──────── Page extract

And one other thing about that pipe chase: it’s going to center the window in the wall, so the cabinets on either side can be the same size. Wrapping the chase in wood may actually throw that off. I also thought about building it in drywall and then adding really shallow shelving in front of the chase. But it would be really, really shallow and only good for knick knacks.
You are way above my pay grade with this situation. Maybe if I were in the room I could understand what it is you need to solve -I know you’ll figure it out. Anyone who can yank a crooked house into submission won’t be daunted by a little ceiling problem. I searched your pictures for the pin it icon but couldn’t find it. If you get your pictures pinned you should get some responses. Keep on keeping on Chad-you are accomplishing a miracle! You are the male version of the Rehab Addict Nicole can’t remember her last name?
The pin it icon is at the bottom of the page. You hit that and it gives you a page with all the images in the post to choose from.
See, if I wanted to have the icon on individual photos, I’d have to self host the blog and put actual work into making it. What I have now is free and really easy to use. I’ll consider making the blog nicer if I still have material to write regularly after my “Phase 1” improvements are complete.
I hit the like icon but the only other things I see are the twenty twelve theme and blog at word press neither of those are a pin it icon the one I am familiar with is a red pin it icon in the top right of each picture. Sorry to be so dense but I really would like to pin your pictures you deserve it for all your patience and hard labor.
At the end of the post, before the comments. “Share this” and a row of social network buttons.

────────────────
──────── Data records

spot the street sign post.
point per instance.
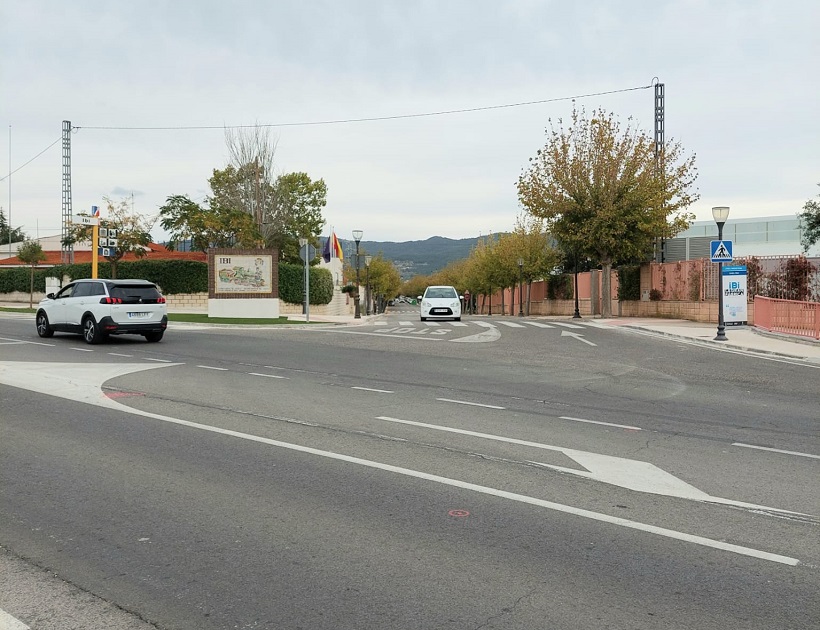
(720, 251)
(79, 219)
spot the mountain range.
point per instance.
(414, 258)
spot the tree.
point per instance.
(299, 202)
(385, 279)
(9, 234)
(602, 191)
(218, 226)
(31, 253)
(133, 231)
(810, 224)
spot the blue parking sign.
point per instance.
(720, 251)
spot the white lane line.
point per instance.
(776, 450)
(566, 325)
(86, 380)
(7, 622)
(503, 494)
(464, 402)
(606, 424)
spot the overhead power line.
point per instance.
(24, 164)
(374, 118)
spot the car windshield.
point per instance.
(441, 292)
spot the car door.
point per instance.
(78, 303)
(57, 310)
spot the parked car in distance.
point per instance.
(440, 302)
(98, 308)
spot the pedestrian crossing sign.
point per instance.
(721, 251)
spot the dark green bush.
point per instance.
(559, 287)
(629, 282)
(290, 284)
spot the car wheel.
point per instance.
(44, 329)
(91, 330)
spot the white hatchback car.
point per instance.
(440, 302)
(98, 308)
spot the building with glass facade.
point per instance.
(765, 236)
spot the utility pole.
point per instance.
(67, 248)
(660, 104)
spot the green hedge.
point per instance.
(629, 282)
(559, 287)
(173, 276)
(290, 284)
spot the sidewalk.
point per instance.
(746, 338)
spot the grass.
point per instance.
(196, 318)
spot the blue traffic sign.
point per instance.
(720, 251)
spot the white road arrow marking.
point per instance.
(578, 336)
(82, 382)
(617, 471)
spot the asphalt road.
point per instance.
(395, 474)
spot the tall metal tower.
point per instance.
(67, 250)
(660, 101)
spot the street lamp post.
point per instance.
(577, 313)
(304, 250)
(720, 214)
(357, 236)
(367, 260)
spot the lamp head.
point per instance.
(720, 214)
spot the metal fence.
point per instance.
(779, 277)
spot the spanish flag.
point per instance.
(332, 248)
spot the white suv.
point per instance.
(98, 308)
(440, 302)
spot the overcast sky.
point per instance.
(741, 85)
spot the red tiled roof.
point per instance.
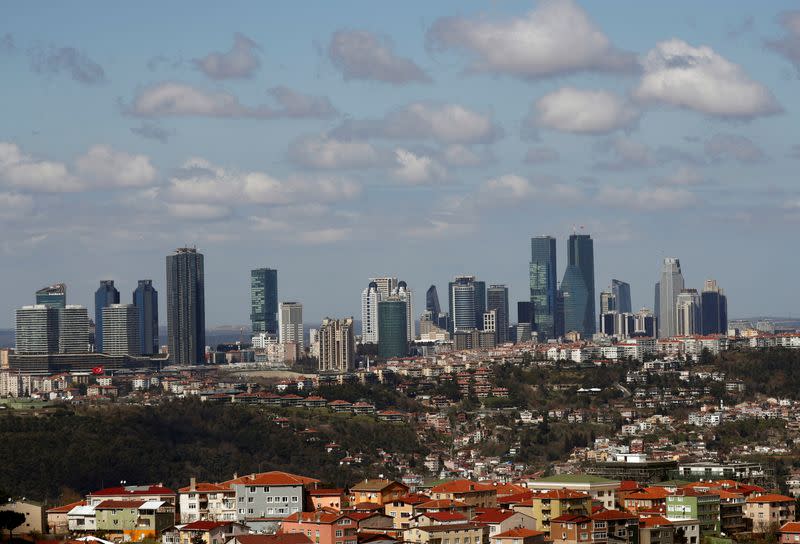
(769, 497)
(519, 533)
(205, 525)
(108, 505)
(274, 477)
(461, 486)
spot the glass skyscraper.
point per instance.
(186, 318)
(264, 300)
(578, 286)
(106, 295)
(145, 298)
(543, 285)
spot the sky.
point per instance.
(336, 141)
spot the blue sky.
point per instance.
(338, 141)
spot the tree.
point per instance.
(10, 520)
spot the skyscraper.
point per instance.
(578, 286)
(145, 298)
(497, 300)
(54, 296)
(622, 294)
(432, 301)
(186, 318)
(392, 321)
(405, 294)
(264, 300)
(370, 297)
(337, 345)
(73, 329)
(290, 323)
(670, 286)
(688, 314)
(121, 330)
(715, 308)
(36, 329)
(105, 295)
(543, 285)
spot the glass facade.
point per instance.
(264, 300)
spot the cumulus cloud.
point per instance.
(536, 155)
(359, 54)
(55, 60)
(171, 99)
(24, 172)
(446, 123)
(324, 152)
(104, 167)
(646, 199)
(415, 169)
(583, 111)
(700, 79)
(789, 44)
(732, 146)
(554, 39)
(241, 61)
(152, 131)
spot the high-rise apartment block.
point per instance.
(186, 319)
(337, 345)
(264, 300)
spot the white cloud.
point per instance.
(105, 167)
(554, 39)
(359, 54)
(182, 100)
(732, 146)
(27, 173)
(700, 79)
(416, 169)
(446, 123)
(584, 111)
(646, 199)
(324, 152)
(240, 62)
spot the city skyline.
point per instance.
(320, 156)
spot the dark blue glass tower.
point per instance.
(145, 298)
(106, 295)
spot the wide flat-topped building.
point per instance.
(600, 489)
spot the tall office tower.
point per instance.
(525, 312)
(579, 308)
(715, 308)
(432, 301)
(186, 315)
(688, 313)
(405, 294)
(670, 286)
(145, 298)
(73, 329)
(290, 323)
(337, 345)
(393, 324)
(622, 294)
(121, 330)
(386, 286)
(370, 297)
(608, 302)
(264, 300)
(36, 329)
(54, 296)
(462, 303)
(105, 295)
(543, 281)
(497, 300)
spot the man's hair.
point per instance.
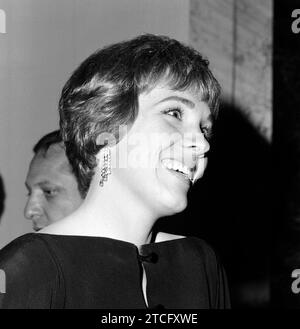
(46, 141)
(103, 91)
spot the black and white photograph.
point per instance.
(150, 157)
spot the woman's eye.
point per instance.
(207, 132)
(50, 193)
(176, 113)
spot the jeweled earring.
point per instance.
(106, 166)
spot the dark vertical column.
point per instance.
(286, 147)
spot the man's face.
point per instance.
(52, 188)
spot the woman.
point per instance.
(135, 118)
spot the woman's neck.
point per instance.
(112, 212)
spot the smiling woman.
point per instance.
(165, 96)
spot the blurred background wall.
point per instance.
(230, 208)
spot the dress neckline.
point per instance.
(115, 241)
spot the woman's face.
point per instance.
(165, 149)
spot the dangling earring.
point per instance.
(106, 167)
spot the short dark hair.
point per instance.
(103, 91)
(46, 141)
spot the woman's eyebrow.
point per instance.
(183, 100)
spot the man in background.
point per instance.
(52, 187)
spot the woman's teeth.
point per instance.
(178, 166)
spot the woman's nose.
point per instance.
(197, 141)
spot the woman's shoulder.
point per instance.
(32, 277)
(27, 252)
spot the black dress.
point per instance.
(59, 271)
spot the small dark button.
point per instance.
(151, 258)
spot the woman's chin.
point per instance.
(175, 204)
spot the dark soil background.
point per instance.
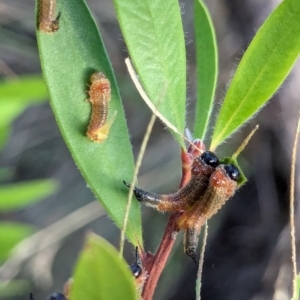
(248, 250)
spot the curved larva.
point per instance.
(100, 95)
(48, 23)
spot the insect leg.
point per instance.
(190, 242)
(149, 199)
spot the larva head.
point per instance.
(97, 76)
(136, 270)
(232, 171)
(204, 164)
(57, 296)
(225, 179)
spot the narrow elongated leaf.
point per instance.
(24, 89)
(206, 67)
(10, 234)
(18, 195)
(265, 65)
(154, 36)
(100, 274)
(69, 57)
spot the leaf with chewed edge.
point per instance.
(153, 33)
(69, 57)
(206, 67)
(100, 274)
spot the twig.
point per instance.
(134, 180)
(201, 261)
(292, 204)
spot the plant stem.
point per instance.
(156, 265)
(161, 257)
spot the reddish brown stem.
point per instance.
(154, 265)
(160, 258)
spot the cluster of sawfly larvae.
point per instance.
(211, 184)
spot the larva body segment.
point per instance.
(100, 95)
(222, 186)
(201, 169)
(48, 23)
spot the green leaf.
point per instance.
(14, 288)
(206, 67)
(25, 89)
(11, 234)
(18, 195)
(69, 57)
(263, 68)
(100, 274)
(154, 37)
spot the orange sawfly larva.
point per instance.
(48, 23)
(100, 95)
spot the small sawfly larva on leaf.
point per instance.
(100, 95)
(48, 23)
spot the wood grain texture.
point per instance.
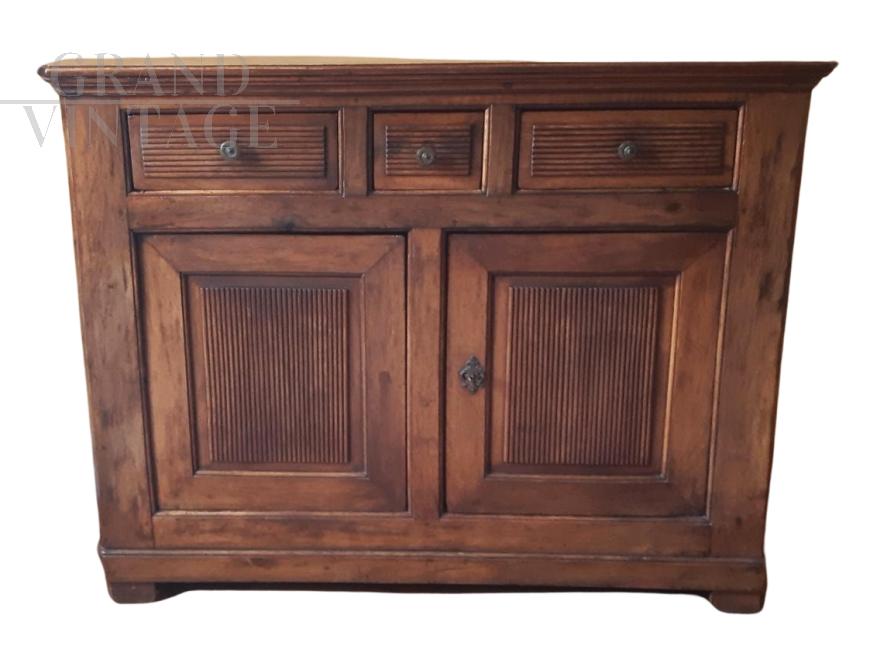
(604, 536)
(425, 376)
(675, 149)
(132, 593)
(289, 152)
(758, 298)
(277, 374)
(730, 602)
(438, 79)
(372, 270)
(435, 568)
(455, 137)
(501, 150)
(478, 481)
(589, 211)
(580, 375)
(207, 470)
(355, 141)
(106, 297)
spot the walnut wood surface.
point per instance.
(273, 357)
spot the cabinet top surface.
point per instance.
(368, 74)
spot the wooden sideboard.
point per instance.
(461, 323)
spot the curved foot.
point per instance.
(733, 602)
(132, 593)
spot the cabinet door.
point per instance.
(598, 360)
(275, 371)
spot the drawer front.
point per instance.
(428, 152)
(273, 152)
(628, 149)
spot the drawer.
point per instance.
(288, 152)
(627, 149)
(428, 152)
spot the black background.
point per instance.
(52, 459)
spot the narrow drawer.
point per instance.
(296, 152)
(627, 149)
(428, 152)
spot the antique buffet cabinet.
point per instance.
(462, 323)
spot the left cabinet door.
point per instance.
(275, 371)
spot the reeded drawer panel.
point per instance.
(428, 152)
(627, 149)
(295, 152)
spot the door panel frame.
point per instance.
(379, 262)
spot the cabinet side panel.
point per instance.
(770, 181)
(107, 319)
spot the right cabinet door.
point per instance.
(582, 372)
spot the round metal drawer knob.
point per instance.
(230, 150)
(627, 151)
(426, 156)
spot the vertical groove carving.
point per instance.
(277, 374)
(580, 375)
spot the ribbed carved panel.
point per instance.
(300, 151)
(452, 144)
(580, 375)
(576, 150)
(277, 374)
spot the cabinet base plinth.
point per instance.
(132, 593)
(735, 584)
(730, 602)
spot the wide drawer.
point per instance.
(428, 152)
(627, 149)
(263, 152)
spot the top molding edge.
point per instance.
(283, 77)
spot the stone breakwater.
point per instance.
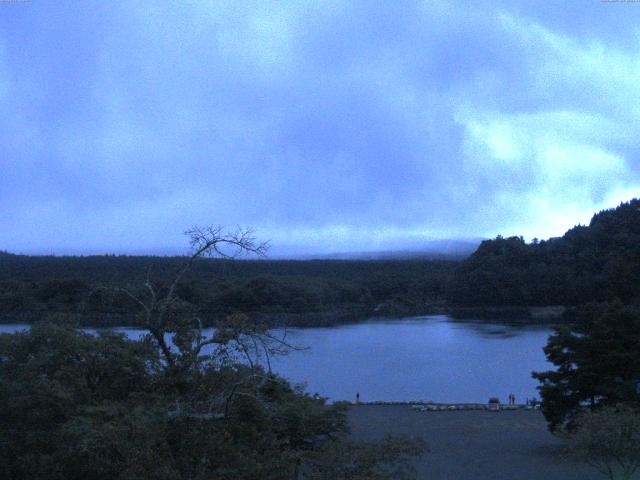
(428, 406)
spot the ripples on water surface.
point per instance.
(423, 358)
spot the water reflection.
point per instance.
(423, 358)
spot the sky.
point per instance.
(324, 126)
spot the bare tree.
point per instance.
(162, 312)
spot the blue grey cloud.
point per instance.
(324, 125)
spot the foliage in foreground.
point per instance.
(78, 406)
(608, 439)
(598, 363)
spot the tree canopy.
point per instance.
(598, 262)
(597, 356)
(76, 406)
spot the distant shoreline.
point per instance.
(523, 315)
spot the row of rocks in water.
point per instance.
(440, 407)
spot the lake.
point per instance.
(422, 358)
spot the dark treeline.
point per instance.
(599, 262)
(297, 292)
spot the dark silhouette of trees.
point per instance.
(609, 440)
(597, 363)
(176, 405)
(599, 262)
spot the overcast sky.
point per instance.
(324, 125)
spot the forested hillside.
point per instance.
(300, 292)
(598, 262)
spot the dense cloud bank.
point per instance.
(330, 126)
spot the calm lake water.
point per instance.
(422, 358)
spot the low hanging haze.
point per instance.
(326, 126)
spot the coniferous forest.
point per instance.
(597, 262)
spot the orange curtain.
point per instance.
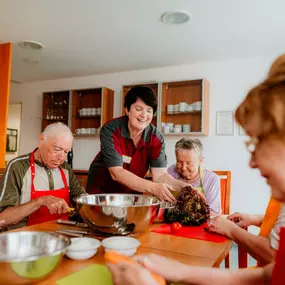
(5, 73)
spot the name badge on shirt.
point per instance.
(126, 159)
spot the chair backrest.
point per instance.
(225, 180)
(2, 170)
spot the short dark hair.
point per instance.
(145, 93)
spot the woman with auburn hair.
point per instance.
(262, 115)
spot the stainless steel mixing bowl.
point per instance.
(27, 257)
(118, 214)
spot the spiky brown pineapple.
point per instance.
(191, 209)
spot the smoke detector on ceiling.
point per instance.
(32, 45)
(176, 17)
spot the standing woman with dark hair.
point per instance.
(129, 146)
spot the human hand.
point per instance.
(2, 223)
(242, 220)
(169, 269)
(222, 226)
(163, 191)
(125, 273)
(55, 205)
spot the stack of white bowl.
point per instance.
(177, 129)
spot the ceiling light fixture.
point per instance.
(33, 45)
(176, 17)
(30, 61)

────────────────

Tasks to carry out:
[A] Summarize the blog comment thread in two sentences.
[B] How many lines of the entries contain the word "tower"?
The text and the entries have no connection to each other.

Results in order:
[A] The thread opens by explaining that the pipe chase will center the window in the wall so the cabinets on either side can be the same size, though wrapping it in wood could throw that off and very shallow shelving in front of it would only hold knick knacks. A commenter then can't find a pin it icon on the pictures and is told it sits at the end of the post under "Share this" with a row of social network buttons, because putting icons on individual photos would mean self-hosting the blog.

[B] 3